As we live through this bizarre pandemic, parents are turning on T. V’s and powering up tablets more and more. You’ll no doubt be familiar with the scene. It comes to bath time and the toddler needs to put down the ipad and suddenly the rage of a small child erupts. Screaming and crying. Then you finally get them down to bed and suddenly your pre-teen comes down and asks to play another hour of first-person shooter despite it being late on a school night. But does watching that extra episode before bed really make a difference? Can all these screens be harmful to your child?
First of all, let’s be clear. These devices are not the enemy. They are a wonderful resource that when utilised with care can connect us, help us learn and give us hours of entertainment. Something that we’ve all found so crucial this year.
However, these screens have been intentionally designed to captivate and entice us. To prevent us from putting them down. Which might not be a big deal for those days when you’ve got a bit of time to kill between meetings or when you’re watching kitten videos in the bath. But for kids, they don’t have the self-control that adults possess. So, what are some of the concerns about our kids and screen time?
The downside of excessive screen time has been well documented:
- Spending two hours or more of screen time per day is linked to clinically significant behavioural problems in primary aged children.
- In teens there is an increased risk of depressive symptoms in those kids who spend more time on their smartphones than is advisable.
- Dangers of unsupervised usage such as explicit content, online bullying and poor self-esteem.
- Obesity due to reduction of physical activity during sedentary usage of devices.

▶ **Actions to take**:
1) Answer these questions from the text on children and screen time.
(a) What time of day does the toddler need to put down the ipad?
(b) What do kids lack that adults possess?
(c) How much daily screen time is linked to clinically significant behavioural problems in primary aged children?
2) In the text on children and screen time, write out the passage from "The downside of" up to and including "usage of devices.", swapping "screen time" for "device use" wherever it appears.

▶ **Dataset**:
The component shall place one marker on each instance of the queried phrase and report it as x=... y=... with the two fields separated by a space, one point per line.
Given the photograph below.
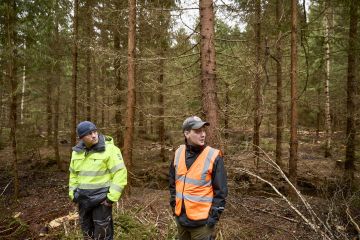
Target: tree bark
x=10 y=22
x=210 y=101
x=57 y=80
x=23 y=93
x=294 y=116
x=49 y=114
x=161 y=122
x=119 y=89
x=327 y=22
x=257 y=82
x=279 y=103
x=131 y=94
x=89 y=33
x=74 y=73
x=351 y=93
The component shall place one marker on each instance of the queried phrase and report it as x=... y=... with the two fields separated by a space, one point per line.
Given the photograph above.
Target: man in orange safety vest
x=197 y=183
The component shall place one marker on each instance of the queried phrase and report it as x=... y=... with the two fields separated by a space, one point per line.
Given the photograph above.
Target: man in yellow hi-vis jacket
x=97 y=178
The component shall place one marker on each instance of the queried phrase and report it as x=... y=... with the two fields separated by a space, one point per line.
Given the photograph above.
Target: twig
x=353 y=221
x=274 y=214
x=5 y=188
x=307 y=221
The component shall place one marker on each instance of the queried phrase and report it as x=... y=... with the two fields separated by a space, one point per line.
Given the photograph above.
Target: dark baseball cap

▶ **Response list**:
1)
(a) Bath time.
(b) Self-control.
(c) Two hours or more per day.

2)
The downside of excessive device use has been well documented:
- Spending two hours or more of device use per day is linked to clinically significant behavioural problems in primary aged children.
- In teens there is an increased risk of depressive symptoms in those kids who spend more time on their smartphones than is advisable.
- Dangers of unsupervised usage such as explicit content, online bullying and poor self-esteem.
- Obesity due to reduction of physical activity during sedentary usage of devices.